═════ GIVEN ENTRIES ═════

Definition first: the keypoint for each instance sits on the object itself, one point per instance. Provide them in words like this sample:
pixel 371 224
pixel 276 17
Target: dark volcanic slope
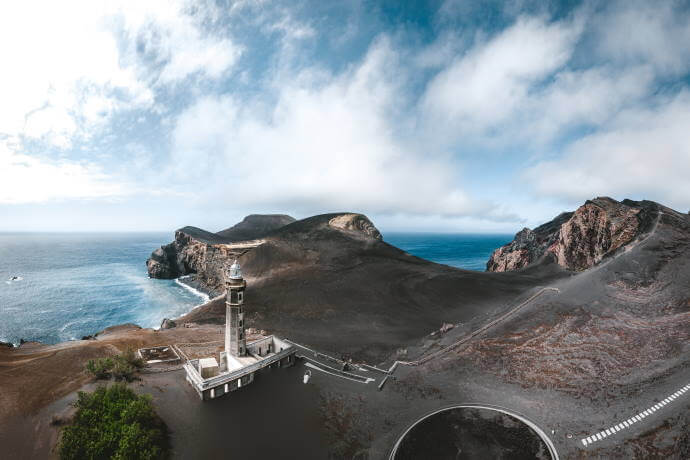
pixel 331 282
pixel 194 249
pixel 255 226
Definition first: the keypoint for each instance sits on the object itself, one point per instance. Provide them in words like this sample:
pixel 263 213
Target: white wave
pixel 196 292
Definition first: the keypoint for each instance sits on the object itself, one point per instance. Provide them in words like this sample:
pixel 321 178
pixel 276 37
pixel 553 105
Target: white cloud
pixel 27 179
pixel 329 142
pixel 643 153
pixel 484 88
pixel 68 67
pixel 655 33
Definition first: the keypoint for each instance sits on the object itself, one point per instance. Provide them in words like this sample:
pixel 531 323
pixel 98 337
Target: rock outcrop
pixel 578 240
pixel 269 242
pixel 357 223
pixel 195 250
pixel 255 226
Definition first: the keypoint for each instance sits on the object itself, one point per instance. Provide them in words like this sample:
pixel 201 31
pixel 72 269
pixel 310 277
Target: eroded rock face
pixel 206 254
pixel 356 223
pixel 182 256
pixel 578 240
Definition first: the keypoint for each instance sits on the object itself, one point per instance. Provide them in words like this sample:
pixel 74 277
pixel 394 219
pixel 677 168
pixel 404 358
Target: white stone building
pixel 240 360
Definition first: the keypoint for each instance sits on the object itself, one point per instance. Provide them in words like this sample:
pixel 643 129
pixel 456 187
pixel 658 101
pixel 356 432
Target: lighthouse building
pixel 239 362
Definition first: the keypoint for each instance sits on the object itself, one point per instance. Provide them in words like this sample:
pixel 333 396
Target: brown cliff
pixel 581 239
pixel 197 251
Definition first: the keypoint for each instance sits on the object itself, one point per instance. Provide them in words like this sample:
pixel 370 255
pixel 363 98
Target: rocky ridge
pixel 578 240
pixel 206 254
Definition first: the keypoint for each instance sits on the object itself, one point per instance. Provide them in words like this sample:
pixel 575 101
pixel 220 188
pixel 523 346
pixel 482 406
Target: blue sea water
pixel 77 284
pixel 468 251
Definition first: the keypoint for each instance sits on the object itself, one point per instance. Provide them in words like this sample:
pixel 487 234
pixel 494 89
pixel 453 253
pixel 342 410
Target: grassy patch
pixel 120 367
pixel 113 422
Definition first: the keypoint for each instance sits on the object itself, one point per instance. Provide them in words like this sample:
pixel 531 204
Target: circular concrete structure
pixel 533 426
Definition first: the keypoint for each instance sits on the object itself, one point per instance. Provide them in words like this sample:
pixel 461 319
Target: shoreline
pixel 187 282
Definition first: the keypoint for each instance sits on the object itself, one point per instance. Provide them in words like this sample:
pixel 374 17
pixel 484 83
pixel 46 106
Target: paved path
pixel 522 418
pixel 324 363
pixel 474 334
pixel 634 419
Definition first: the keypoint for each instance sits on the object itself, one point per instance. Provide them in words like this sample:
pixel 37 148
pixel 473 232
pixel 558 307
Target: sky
pixel 440 116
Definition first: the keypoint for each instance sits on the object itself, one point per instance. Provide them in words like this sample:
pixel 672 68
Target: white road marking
pixel 635 418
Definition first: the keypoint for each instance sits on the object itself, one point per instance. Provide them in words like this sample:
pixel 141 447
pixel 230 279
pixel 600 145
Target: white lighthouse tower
pixel 235 341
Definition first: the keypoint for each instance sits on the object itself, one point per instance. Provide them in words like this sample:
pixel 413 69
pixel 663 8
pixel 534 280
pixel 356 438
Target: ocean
pixel 72 285
pixel 468 251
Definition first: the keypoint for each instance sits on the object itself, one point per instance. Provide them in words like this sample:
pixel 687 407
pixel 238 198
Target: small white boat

═════

### PROBLEM TO SOLVE
Quote the listing word for word, starting at its first line and ending with the line that contains "pixel 196 292", including both of those lines, and leave the pictures out.

### RESULT OF THIS TASK
Definition first: the keypoint for each instance sits on the object itself, one point per instance. Provide them in words like this sample:
pixel 371 224
pixel 276 17
Target: dark volcanic slope
pixel 331 282
pixel 194 249
pixel 255 226
Definition first: the keypoint for each instance sits on the object itself, one point per instance. Provide them in words like this sample:
pixel 263 213
Target: white wave
pixel 196 292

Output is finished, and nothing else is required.